_Texto para leitura_:
++++
AFINAL, QUANDO LULA SERÁ PRESO?

Nunca, na história deste país, caiu tão bem o dito popular do bicho que, se correr, pega; se ficar, come


A entrevista coletiva da Força-Tarefa da Operação Lava Jato dominou o noticiário da tarde de ontem e, não é exagero dizer, fez história. Finalmente, fechou-se o ciclo iniciado com a denúncia de Roberto Jefferson perante a CPI dos Correios e se explicou, do começo ao fim, o funcionamento do Mensalão e do Petrolão – que são, no final das contas, a mesma coisa: um meio de comprar apoio político, perpetuar o PT no poder e enriquecer as “pessoas físicas” envolvidas no procedimento. Para tudo isso, usando dinheiro público roubado.

A exposição dos fatos e provas foi clara, feita com linguagem acessível – nada das frases empoladas de ministros do STF se pavoneando – e, justamente por isso, desagradou profundamente os defensores de Lula, do PT e do esquerdismo em geral. A negação histérica da realidade chegou a ponto de correligionários do ex-presidente afirmarem que, mesmo depois da detalhada exposição das provas que o implicam no esquema criminoso como seu “comandante máximo” (palavras do MPF), a investigação é mera “perseguição política”, porque “as elites não querem Lula de volta em 2018”. Tudo, é claro, uma grosseira bobagem. Deltan Dallagnol, o procurador que coordena os trabalhos do Ministério Público Federal de Curitiba, foi categórico ao responder que apenas na mais delirante teoria conspiratória tal ponto de vista faria algum sentido, já que a Lava-Jato é integrada por centenas de funcionários públicos concursados e que, por mais que possuam eventuais simpatias partidárias ou convicções ideológicas, apenas em um cenário de ficção seria viável coordenar tantos esforços para prejudicar, deliberadamente, uma pessoa.

Mas isso, no fundo, até os petistas e lulistas mais ferrenhos sabem – e percebem, de noite, na solidão de seus travesseiros, que simplesmente não há mais como sustentar que Lula seja “inocente”. Quando dizem o que dizem por aí – “é perseguição!”, “não há provas!”, “isso é raiva da direta!”, “querem roubar o pré-sal!” – é porque não sobrou mais nada a ser dito. Sempre haverá, é claro, espaço para o contraditório e a ampla defesa, além de liberdade de expressão para que até o mais rematado idiota útil repita, até cansar, a cantilena que quiser, e chame urubu de papagaio esperando que o pássaro preto fique verde. Mas já não é mais essa a questão.
++++
_Trechos da listagem_:
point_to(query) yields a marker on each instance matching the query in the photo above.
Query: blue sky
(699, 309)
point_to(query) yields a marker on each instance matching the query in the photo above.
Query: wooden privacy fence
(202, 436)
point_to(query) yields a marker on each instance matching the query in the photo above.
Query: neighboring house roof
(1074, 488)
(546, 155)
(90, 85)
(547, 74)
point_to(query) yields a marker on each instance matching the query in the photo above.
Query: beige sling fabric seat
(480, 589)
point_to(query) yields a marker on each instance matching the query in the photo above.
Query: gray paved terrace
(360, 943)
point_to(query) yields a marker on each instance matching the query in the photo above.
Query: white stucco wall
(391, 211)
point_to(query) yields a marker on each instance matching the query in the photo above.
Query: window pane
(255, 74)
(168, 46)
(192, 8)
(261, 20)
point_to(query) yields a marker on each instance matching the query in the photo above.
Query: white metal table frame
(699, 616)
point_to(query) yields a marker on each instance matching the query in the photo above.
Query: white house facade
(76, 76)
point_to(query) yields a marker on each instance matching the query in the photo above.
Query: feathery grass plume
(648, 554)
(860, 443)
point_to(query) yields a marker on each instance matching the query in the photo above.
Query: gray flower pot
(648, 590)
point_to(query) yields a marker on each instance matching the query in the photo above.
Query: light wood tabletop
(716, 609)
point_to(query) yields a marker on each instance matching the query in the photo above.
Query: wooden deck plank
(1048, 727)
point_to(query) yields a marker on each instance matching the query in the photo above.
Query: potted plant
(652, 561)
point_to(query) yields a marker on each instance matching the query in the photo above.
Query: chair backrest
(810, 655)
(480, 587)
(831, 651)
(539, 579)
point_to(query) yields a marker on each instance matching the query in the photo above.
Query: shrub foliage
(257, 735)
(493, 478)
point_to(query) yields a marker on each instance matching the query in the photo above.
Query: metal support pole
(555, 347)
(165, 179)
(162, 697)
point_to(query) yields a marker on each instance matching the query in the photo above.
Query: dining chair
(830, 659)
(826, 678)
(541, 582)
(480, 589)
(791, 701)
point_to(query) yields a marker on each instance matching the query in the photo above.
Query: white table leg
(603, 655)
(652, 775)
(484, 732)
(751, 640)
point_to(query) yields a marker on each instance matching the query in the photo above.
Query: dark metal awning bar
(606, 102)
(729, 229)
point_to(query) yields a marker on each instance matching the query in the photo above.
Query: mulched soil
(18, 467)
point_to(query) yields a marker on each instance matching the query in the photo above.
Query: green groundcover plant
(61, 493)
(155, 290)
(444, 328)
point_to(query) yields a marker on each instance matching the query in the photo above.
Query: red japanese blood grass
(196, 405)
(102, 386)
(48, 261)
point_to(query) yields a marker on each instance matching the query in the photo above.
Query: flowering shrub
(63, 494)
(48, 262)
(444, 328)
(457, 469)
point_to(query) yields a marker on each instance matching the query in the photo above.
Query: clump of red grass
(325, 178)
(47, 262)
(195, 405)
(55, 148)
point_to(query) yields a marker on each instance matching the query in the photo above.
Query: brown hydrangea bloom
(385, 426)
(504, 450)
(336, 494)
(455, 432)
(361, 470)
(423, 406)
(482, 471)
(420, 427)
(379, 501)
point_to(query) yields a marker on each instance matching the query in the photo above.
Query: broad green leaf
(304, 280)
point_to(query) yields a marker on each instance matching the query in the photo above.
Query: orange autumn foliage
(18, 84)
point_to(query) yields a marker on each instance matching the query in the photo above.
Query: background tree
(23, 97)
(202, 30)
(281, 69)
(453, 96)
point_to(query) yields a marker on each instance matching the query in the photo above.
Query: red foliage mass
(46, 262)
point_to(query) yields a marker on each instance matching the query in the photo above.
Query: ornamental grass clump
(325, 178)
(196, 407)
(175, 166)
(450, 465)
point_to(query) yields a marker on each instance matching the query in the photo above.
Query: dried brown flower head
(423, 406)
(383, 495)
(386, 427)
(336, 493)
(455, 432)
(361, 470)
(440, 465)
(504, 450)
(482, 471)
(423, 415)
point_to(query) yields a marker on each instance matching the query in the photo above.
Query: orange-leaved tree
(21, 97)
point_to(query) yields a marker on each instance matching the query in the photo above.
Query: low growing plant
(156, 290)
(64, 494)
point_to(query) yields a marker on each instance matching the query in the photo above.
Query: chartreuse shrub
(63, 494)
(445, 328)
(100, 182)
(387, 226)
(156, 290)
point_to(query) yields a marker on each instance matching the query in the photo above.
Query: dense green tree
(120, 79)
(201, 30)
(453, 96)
++++
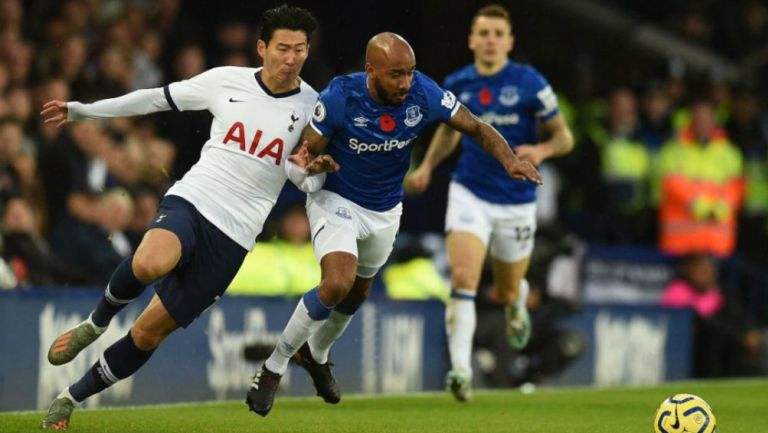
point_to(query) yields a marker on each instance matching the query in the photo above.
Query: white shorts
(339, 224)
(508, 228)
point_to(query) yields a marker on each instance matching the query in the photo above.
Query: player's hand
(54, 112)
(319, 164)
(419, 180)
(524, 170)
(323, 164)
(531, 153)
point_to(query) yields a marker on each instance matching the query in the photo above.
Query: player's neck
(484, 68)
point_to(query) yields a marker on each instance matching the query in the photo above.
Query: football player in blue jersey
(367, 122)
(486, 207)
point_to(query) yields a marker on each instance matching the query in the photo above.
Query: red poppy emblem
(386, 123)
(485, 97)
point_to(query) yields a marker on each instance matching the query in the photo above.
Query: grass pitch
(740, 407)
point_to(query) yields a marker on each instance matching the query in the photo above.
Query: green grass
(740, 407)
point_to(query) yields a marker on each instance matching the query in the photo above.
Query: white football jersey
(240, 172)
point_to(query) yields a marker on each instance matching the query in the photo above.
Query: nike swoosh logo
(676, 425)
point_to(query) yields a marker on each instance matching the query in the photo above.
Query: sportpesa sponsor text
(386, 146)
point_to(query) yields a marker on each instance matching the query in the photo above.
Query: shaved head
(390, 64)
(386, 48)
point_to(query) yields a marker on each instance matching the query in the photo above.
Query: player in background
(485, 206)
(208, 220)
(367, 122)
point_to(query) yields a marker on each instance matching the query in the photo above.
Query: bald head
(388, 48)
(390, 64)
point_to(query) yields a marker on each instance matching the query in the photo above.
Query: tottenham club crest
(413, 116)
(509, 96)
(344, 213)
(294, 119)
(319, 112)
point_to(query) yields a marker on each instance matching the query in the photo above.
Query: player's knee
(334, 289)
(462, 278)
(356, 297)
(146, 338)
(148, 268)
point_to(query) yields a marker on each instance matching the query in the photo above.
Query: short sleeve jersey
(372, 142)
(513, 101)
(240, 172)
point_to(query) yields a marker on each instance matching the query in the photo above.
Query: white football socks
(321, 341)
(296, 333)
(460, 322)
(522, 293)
++++
_Tarefas do exercício_:
1. Responda com base no texto sobre a Operação Lava Jato:
(a) Perante qual CPI Roberto Jefferson fez a denúncia que iniciou o ciclo mencionado?
(b) Que função Deltan Dallagnol exerce, segundo o texto?
(c) Que expressão, atribuída ao MPF, define o papel de Lula no esquema?
2. Traduza para o inglês esta frase do texto sobre a Operação Lava Jato: "A entrevista coletiva da Força-Tarefa da Operação Lava Jato dominou o noticiário da tarde de ontem e, não é exagero dizer, fez história."
3. Transcreva do texto sobre a Operação Lava Jato todo o trecho que começa em "AFINAL, QUANDO LULA" e segue até "dinheiro público roubado.".

_Respostas das tarefas_:
1.
(a) Perante a CPI dos Correios.
(b) É o procurador que coordena os trabalhos do Ministério Público Federal de Curitiba.
(c) "comandante máximo".

2. The press conference held by the Operation Lava Jato Task Force dominated yesterday afternoon's news and, it is no exaggeration to say, made history.

3.
AFINAL, QUANDO LULA SERÁ PRESO?

Nunca, na história deste país, caiu tão bem o dito popular do bicho que, se correr, pega; se ficar, come


A entrevista coletiva da Força-Tarefa da Operação Lava Jato dominou o noticiário da tarde de ontem e, não é exagero dizer, fez história. Finalmente, fechou-se o ciclo iniciado com a denúncia de Roberto Jefferson perante a CPI dos Correios e se explicou, do começo ao fim, o funcionamento do Mensalão e do Petrolão – que são, no final das contas, a mesma coisa: um meio de comprar apoio político, perpetuar o PT no poder e enriquecer as “pessoas físicas” envolvidas no procedimento. Para tudo isso, usando dinheiro público roubado.